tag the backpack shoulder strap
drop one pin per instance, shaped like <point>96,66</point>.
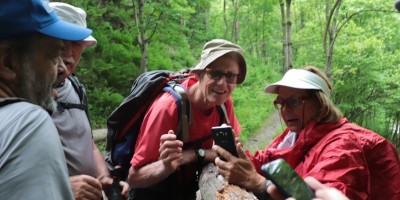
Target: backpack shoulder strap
<point>184,110</point>
<point>80,90</point>
<point>223,114</point>
<point>6,101</point>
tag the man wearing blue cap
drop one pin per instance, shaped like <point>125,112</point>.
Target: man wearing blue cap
<point>32,163</point>
<point>88,172</point>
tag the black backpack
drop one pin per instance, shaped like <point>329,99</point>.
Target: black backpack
<point>124,122</point>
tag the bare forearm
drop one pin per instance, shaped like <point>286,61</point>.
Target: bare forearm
<point>101,167</point>
<point>148,175</point>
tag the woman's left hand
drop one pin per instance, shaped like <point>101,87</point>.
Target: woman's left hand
<point>239,171</point>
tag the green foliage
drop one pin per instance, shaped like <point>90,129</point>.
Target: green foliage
<point>365,69</point>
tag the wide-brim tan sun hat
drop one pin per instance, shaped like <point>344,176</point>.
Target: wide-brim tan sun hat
<point>216,48</point>
<point>300,79</point>
<point>74,15</point>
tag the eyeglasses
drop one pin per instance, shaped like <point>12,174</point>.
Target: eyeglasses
<point>217,75</point>
<point>291,103</point>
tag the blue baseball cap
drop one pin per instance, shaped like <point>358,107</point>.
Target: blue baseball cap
<point>18,17</point>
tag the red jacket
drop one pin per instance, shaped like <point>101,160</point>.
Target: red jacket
<point>355,160</point>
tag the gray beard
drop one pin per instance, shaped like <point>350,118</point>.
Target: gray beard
<point>36,89</point>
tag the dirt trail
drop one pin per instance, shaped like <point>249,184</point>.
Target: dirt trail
<point>266,133</point>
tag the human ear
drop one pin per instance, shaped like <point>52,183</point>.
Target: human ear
<point>6,63</point>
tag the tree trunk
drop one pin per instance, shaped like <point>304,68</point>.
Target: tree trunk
<point>225,20</point>
<point>289,36</point>
<point>141,34</point>
<point>235,23</point>
<point>213,186</point>
<point>284,42</point>
<point>330,32</point>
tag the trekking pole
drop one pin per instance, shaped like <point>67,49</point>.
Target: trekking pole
<point>115,193</point>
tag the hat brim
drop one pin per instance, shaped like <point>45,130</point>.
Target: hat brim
<point>299,79</point>
<point>65,31</point>
<point>89,41</point>
<point>215,55</point>
<point>273,88</point>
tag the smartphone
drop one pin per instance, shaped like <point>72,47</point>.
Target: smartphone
<point>288,182</point>
<point>223,137</point>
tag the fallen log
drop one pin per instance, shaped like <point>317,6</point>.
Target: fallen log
<point>214,187</point>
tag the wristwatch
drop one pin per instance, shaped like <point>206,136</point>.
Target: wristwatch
<point>200,154</point>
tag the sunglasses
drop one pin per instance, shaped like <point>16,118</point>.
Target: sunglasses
<point>217,75</point>
<point>290,103</point>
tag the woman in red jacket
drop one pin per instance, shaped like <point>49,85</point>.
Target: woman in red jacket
<point>320,143</point>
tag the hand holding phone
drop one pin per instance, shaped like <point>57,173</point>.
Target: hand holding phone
<point>223,137</point>
<point>286,180</point>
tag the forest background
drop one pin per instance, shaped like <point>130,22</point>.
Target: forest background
<point>356,42</point>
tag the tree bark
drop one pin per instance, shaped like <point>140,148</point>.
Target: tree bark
<point>225,19</point>
<point>213,186</point>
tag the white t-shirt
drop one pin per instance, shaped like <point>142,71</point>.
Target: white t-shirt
<point>75,133</point>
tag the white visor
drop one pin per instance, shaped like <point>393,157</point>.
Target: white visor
<point>300,79</point>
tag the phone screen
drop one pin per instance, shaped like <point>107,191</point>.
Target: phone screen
<point>223,137</point>
<point>288,182</point>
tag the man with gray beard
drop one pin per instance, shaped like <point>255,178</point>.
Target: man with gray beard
<point>32,163</point>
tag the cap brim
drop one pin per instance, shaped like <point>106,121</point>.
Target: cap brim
<point>90,41</point>
<point>65,31</point>
<point>215,55</point>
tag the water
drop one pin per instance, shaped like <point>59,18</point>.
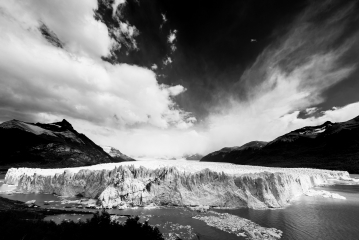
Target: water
<point>306,218</point>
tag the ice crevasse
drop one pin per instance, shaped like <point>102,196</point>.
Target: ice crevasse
<point>178,183</point>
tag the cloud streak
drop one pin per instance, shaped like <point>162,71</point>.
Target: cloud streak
<point>40,79</point>
<point>124,106</point>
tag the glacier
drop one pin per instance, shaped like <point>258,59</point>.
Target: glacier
<point>174,183</point>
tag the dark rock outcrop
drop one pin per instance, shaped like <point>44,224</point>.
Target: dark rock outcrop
<point>332,146</point>
<point>48,145</point>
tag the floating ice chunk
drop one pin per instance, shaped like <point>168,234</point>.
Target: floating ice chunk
<point>323,193</point>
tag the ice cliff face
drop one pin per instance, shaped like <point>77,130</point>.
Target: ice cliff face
<point>130,185</point>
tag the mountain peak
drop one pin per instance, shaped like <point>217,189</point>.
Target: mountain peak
<point>65,124</point>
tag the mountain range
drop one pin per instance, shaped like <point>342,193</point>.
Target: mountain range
<point>333,146</point>
<point>50,145</point>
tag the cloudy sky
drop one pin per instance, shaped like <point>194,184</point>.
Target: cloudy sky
<point>174,77</point>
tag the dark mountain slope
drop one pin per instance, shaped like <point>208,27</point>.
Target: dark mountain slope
<point>48,145</point>
<point>328,146</point>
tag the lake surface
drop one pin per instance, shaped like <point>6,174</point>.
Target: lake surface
<point>305,218</point>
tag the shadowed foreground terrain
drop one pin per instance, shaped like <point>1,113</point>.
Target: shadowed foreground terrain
<point>17,221</point>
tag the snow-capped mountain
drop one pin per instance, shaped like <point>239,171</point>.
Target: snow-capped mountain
<point>48,145</point>
<point>328,146</point>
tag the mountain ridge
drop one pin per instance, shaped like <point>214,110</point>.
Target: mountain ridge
<point>48,145</point>
<point>333,146</point>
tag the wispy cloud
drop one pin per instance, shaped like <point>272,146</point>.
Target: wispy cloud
<point>41,79</point>
<point>124,106</point>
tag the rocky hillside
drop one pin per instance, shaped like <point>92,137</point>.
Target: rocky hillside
<point>48,145</point>
<point>328,146</point>
<point>116,154</point>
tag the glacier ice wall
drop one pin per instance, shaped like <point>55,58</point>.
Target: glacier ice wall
<point>136,185</point>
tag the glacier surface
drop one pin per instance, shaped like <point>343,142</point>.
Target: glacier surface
<point>177,183</point>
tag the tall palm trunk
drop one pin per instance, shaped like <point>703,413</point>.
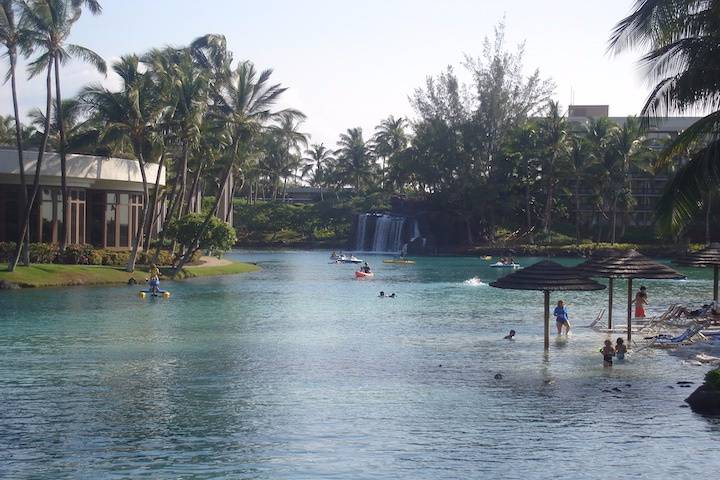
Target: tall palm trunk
<point>150,219</point>
<point>707,218</point>
<point>38,165</point>
<point>63,160</point>
<point>577,210</point>
<point>183,180</point>
<point>194,245</point>
<point>18,141</point>
<point>548,206</point>
<point>141,221</point>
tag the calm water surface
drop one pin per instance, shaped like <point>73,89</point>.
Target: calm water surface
<point>299,371</point>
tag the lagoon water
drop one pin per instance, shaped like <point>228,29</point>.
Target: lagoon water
<point>299,371</point>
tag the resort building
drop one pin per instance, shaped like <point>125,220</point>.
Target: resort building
<point>105,198</point>
<point>646,188</point>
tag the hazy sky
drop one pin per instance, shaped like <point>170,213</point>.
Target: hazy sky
<point>351,64</point>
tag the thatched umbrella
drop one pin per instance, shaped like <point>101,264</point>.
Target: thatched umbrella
<point>546,276</point>
<point>629,265</point>
<point>707,257</point>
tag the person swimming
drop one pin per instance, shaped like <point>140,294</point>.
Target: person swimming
<point>620,349</point>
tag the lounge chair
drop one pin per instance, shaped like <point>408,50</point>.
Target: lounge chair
<point>690,335</point>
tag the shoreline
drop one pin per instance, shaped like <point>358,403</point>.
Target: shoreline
<point>57,275</point>
<point>526,250</point>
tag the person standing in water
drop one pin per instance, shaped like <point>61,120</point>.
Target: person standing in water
<point>562,318</point>
<point>640,302</point>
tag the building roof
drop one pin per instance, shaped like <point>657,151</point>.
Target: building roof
<point>86,171</point>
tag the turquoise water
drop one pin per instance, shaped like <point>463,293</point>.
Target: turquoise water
<point>299,371</point>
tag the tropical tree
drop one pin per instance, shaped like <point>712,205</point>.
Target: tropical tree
<point>682,39</point>
<point>553,139</point>
<point>317,161</point>
<point>581,160</point>
<point>130,115</point>
<point>241,110</point>
<point>390,138</point>
<point>354,158</point>
<point>49,23</point>
<point>12,39</point>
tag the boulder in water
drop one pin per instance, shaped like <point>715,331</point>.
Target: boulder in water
<point>705,400</point>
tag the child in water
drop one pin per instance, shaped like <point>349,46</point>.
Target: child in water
<point>620,349</point>
<point>561,318</point>
<point>608,353</point>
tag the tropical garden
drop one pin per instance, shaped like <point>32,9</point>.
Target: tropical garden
<point>490,155</point>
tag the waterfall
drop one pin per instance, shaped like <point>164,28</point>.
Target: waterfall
<point>384,233</point>
<point>360,236</point>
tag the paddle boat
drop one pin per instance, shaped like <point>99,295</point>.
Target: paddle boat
<point>400,261</point>
<point>505,265</point>
<point>348,259</point>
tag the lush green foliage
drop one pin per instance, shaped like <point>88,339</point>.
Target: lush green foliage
<point>218,237</point>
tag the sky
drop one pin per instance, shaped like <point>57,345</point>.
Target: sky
<point>352,63</point>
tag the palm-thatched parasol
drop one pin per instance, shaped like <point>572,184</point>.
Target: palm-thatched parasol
<point>630,265</point>
<point>546,276</point>
<point>707,257</point>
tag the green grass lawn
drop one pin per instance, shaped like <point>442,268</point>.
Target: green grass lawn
<point>52,275</point>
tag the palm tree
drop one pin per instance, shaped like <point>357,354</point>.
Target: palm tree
<point>132,115</point>
<point>682,38</point>
<point>291,141</point>
<point>581,161</point>
<point>50,23</point>
<point>553,134</point>
<point>317,160</point>
<point>628,146</point>
<point>389,139</point>
<point>241,110</point>
<point>13,38</point>
<point>33,15</point>
<point>354,158</point>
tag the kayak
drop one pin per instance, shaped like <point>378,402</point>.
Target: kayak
<point>505,265</point>
<point>154,293</point>
<point>400,261</point>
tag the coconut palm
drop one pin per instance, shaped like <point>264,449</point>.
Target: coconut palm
<point>130,115</point>
<point>242,109</point>
<point>553,138</point>
<point>354,158</point>
<point>682,38</point>
<point>33,15</point>
<point>12,39</point>
<point>317,161</point>
<point>389,139</point>
<point>49,23</point>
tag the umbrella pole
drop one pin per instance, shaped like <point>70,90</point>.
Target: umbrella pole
<point>610,289</point>
<point>547,319</point>
<point>629,310</point>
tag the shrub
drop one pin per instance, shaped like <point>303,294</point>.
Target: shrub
<point>77,255</point>
<point>219,236</point>
<point>712,379</point>
<point>44,252</point>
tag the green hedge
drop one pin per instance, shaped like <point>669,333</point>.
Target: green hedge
<point>83,255</point>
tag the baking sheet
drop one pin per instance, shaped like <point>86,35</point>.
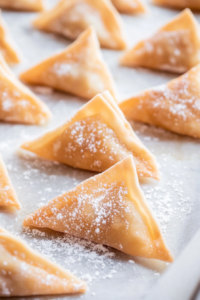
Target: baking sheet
<point>175,199</point>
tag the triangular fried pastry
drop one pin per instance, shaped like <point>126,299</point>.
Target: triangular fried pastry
<point>192,4</point>
<point>108,209</point>
<point>71,17</point>
<point>97,137</point>
<point>130,6</point>
<point>173,106</point>
<point>7,47</point>
<point>17,103</point>
<point>24,272</point>
<point>23,5</point>
<point>173,48</point>
<point>7,194</point>
<point>79,69</point>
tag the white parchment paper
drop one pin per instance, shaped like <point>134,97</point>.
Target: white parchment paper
<point>175,199</point>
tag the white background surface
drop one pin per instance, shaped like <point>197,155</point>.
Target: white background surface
<point>175,199</point>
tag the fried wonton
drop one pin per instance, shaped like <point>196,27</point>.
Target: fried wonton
<point>71,17</point>
<point>23,5</point>
<point>7,47</point>
<point>130,6</point>
<point>192,4</point>
<point>17,103</point>
<point>79,69</point>
<point>174,106</point>
<point>24,272</point>
<point>174,48</point>
<point>97,137</point>
<point>7,194</point>
<point>109,209</point>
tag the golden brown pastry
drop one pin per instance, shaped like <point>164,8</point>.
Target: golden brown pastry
<point>130,6</point>
<point>174,106</point>
<point>71,17</point>
<point>97,137</point>
<point>23,5</point>
<point>192,4</point>
<point>7,47</point>
<point>24,272</point>
<point>79,69</point>
<point>7,194</point>
<point>174,48</point>
<point>109,209</point>
<point>17,103</point>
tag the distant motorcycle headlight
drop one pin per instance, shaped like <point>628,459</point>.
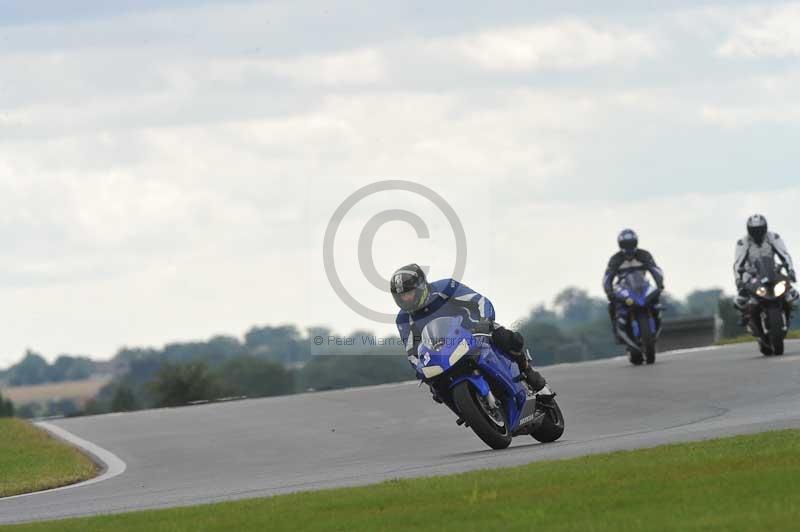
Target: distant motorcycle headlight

-*-*-

Objective: Output the records from the line with "tag the umbrella pole" up to and including the line with "<point>629,310</point>" as a two-column CSV with the header instruction,points and one row per record. Put each record's text in instruction and its answer in points, each as one quoted field with line breaks replaced by spaces.

Written answer:
instruction,points
"tag the umbrella pole drop one pin per instance, shaped like <point>70,90</point>. Target: umbrella pole","<point>610,289</point> <point>547,319</point> <point>629,310</point>"